作業内容: 新規事業の承認を扱った下記の抜粋本文を、一字一句変えずに全文書き写してください。

----- 抜粋本文

昨今、デザイン思考や人間中心設計、リーンキャンバスなどを通じて、新規事業アイデアを作り、育てることが一般的になってきていると感じます。

我々もそういったコンセプト立案フェーズをご支援することが多く、講演などでお話をさせていただくケースがあります。

しかし、そのような場で新規事業・イノベーションに携わる方々から質問をいただいたり、お話をお寄せいただくのは、およそ以下のようなことです。

デザイン思考などの実践の必要性があると感じるが、全社に導入することに関して、社内メンバーの理解を得るのが難しい。
アウトプットに関して、上層部からの承認を得ることができないでいる。
どのようにすれば上申が通るだろうか

こちらについて私が思うのは、いまのやり方で、アイデアや打ち出すバリューや資料をいくら改善しても解決しないだろうということです。

承認を得られないのは、資料や報告の内容ではなく、至るまでのプロセスに対する勘違いが原因だと考えています。

----------
----- 表示中の一覧

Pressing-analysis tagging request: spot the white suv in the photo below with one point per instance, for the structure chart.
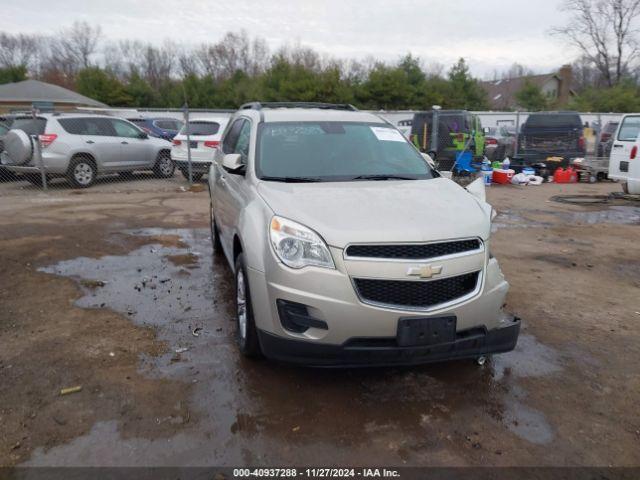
(348, 248)
(80, 147)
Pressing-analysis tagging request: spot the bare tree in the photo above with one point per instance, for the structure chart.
(235, 52)
(605, 33)
(77, 44)
(18, 50)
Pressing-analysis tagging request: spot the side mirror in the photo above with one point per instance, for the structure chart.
(429, 160)
(232, 162)
(477, 189)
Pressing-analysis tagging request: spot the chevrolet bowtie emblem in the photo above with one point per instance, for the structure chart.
(425, 271)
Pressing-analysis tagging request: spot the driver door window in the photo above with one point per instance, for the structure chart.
(134, 149)
(124, 129)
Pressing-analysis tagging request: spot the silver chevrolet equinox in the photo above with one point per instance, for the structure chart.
(348, 247)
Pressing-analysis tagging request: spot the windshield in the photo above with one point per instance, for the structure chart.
(30, 125)
(336, 151)
(197, 128)
(554, 120)
(630, 129)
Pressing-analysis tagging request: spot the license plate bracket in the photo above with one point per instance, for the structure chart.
(417, 331)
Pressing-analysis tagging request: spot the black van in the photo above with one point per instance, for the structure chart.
(547, 135)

----------

実行結果:
昨今、デザイン思考や人間中心設計、リーンキャンバスなどを通じて、新規事業アイデアを作り、育てることが一般的になってきていると感じます。

我々もそういったコンセプト立案フェーズをご支援することが多く、講演などでお話をさせていただくケースがあります。

しかし、そのような場で新規事業・イノベーションに携わる方々から質問をいただいたり、お話をお寄せいただくのは、およそ以下のようなことです。

デザイン思考などの実践の必要性があると感じるが、全社に導入することに関して、社内メンバーの理解を得るのが難しい。
アウトプットに関して、上層部からの承認を得ることができないでいる。
どのようにすれば上申が通るだろうか

こちらについて私が思うのは、いまのやり方で、アイデアや打ち出すバリューや資料をいくら改善しても解決しないだろうということです。

承認を得られないのは、資料や報告の内容ではなく、至るまでのプロセスに対する勘違いが原因だと考えています。